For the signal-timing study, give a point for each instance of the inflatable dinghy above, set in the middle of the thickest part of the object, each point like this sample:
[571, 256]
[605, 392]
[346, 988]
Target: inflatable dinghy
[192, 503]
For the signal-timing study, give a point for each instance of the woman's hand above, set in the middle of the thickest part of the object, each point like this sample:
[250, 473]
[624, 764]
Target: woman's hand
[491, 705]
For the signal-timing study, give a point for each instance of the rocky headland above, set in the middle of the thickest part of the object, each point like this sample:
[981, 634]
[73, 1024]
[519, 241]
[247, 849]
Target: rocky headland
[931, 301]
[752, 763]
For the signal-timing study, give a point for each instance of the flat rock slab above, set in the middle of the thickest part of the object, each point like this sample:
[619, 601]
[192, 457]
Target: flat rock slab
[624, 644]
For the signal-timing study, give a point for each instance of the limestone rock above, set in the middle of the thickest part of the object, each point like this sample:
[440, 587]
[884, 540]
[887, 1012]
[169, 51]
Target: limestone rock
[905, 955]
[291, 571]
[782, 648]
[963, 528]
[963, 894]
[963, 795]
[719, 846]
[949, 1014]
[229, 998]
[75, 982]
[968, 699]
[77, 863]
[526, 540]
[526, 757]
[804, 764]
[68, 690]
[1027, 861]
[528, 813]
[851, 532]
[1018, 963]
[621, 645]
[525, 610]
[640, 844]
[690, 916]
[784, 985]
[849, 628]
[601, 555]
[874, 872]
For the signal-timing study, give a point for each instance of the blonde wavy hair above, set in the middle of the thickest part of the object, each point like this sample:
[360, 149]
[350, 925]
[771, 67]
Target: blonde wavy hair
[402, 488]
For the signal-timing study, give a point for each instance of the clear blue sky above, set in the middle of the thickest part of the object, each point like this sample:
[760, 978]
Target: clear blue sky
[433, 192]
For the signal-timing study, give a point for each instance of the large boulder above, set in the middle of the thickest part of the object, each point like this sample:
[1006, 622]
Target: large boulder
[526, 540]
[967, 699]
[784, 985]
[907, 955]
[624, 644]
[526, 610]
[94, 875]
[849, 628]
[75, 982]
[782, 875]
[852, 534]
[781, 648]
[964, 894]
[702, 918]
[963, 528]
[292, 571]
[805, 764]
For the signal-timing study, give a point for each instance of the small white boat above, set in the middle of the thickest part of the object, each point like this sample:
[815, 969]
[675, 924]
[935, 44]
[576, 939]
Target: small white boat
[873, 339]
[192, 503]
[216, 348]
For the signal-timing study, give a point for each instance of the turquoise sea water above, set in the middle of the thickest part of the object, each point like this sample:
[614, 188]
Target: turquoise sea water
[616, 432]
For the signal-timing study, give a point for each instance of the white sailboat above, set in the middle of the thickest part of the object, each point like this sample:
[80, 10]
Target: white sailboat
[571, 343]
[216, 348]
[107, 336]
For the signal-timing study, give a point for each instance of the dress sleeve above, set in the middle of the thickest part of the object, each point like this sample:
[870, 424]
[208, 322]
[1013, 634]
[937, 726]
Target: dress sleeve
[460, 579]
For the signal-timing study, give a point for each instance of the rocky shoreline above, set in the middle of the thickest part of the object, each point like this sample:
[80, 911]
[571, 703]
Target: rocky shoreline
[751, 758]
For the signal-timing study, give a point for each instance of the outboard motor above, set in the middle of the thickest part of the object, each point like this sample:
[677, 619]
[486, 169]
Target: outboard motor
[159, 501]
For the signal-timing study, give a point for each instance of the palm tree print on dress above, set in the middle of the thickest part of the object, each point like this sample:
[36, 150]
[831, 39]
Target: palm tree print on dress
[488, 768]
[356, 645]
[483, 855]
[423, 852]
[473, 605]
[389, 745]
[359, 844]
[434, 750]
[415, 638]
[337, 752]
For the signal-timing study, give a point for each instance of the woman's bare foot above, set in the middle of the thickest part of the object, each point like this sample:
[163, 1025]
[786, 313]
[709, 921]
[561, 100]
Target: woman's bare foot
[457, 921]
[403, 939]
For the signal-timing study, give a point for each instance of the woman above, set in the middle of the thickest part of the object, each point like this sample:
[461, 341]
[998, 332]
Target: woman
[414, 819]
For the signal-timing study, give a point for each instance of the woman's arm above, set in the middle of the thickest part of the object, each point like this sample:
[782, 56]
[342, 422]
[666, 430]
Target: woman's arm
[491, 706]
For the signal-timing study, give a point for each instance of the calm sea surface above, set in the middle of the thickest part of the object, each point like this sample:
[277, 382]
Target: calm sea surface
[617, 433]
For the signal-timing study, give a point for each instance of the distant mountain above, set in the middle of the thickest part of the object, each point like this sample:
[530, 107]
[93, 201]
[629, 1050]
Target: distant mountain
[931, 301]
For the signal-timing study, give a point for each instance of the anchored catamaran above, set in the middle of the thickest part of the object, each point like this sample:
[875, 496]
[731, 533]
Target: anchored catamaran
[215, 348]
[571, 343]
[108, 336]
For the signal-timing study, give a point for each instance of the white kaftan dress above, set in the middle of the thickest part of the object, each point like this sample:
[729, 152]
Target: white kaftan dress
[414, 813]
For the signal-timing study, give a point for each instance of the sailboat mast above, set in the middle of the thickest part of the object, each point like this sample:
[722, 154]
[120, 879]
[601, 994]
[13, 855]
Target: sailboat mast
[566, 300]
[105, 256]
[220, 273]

+++++

- _Assigned task_: Copy all of the data exactly. Skip nothing.

- _Answer to the exercise_:
For the signal-timing study, give a point for each instance of the inflatable dinghy above, set in the middle of the thickest part of the object, each point like this sample:
[571, 256]
[605, 392]
[346, 988]
Target: inflatable dinghy
[192, 503]
For the signal-timing study, give a point for each instance of the woman's hand above, set in the middle of the thickest part of the object, each point like this sample:
[250, 473]
[624, 764]
Target: woman's hand
[491, 705]
For the signal-timing study, give a point for each instance of the rocky headland above, set in the middle of the thickest part of the object, each point like this sample:
[981, 634]
[73, 1024]
[519, 241]
[247, 849]
Target: rocky headland
[931, 301]
[752, 763]
For the signal-timing study, give a point for each instance of the flat rock slab above, set in the middle of the thickest part of the object, each point like this sample:
[619, 601]
[192, 457]
Target: flat rock slab
[624, 644]
For the signal-timing study, give a point for each instance of the limestone rock above, set in the middle of the thickest part of the object, each point like this sample:
[440, 587]
[884, 540]
[887, 1012]
[169, 51]
Target: limestone rock
[905, 955]
[291, 571]
[782, 648]
[963, 528]
[963, 894]
[963, 795]
[719, 846]
[949, 1014]
[229, 998]
[75, 982]
[968, 699]
[77, 863]
[526, 540]
[526, 757]
[804, 764]
[68, 690]
[1027, 861]
[528, 813]
[851, 532]
[1018, 963]
[621, 645]
[525, 610]
[640, 844]
[690, 916]
[784, 985]
[849, 628]
[601, 555]
[874, 872]
For the signal-timing study, give a point for each instance of the blonde wavy hair above, set in the middle of the thickest part of the object, each point like this sample:
[360, 149]
[350, 925]
[771, 67]
Target: blonde wavy hair
[402, 488]
For the signal-timing study, give a point for each instance of the clear blue sky above, set in the middle of the thickest part of the object, each point like this sample:
[760, 978]
Target: clear blue sky
[433, 192]
For the signal-timing study, give a point for each instance of the large boulder above, set in the middle of the thickest part of the object, each point like this sample:
[1006, 622]
Target: large boulder
[526, 540]
[967, 699]
[784, 985]
[907, 955]
[624, 644]
[526, 610]
[94, 875]
[849, 628]
[75, 982]
[782, 875]
[852, 534]
[781, 648]
[964, 894]
[702, 918]
[963, 528]
[292, 571]
[805, 764]
For the signal-timing study, give a point for each instance of the small white boat above, set in the middle of the thickest part of the object, each point like this sample:
[815, 969]
[675, 924]
[935, 44]
[576, 939]
Target: small white boat
[873, 339]
[192, 503]
[216, 348]
For the signal-timing study, give a point for each instance of the turquoise sea water above, set in the middle of the thickest part of the object, each point like this sample:
[614, 188]
Target: turquoise sea water
[616, 432]
For the signal-timing study, give a point for each instance of the white sailboat above, set in the middle of the thickest part of the object, each point like this sample:
[80, 10]
Target: white sailboat
[571, 343]
[216, 348]
[107, 336]
For the signal-timing study, give a point for each instance of the dress sleeve above, set in the middle of the thickest part of the object, each point like this sample:
[870, 424]
[208, 322]
[1013, 634]
[937, 726]
Target: dress sleeve
[460, 579]
For the signal-timing study, give a point for each instance of the rocky shoreline above, set in the middle of the thickest part of the object, each point like this sample:
[80, 911]
[571, 703]
Target: rocky shoreline
[751, 758]
For the signal-timing study, give a point for each instance of the outboard motor above, set in the middle of the thickest part of the object, each point like this sample:
[677, 619]
[486, 169]
Target: outboard motor
[159, 501]
For the signal-timing study, give a point for each instance of the palm tree print on dress above, set in the middle of the thickest part of the object, each point like this sample:
[36, 150]
[831, 39]
Target: palm tree print on dress
[488, 768]
[356, 645]
[483, 855]
[423, 852]
[473, 605]
[389, 745]
[359, 844]
[434, 750]
[415, 638]
[337, 752]
For the signal-timing study, give a point for each instance of the woman's bare foot above, set in the middle of the thickest part of the object, each point like this sample:
[163, 1025]
[786, 313]
[709, 921]
[561, 100]
Target: woman's bare foot
[457, 921]
[403, 939]
For the signal-timing study, give a point for each instance of the woman above, set in the middle of the thickest part of the object, each point like this sample:
[461, 341]
[998, 332]
Target: woman
[414, 819]
For the signal-timing study, give a point for each instance of the woman's arm above, set in the middle of the thickest part of the object, each point like this sample:
[782, 56]
[342, 422]
[666, 430]
Target: woman's arm
[491, 706]
For the signal-timing study, give a point for each instance of the calm sea surface above, set in the middle of the thickest part of the object, each point like this sample:
[277, 382]
Target: calm sea surface
[617, 433]
For the signal-timing study, give a point for each instance of the distant mountain above, set in the middle of the thickest part of the object, each point like this sample:
[530, 107]
[93, 201]
[629, 1050]
Target: distant mountain
[931, 301]
For the signal-timing study, give a point for each instance of the anchored catamaran above, set in the middle of the thickest part of the object, each point like this sample:
[875, 496]
[731, 533]
Target: anchored catamaran
[215, 348]
[571, 343]
[108, 336]
For the signal-timing study, give a point for each instance of the white kaftan dress above, set in the middle of the thickest part of the object, each point like this sample:
[729, 152]
Target: white kaftan dress
[414, 813]
For the signal-timing study, give a point for each instance of the sailboat mast above, set in the middle of the thickest part of the object, each point like this sample:
[722, 154]
[120, 879]
[601, 994]
[13, 855]
Target: sailboat mast
[566, 300]
[105, 256]
[220, 273]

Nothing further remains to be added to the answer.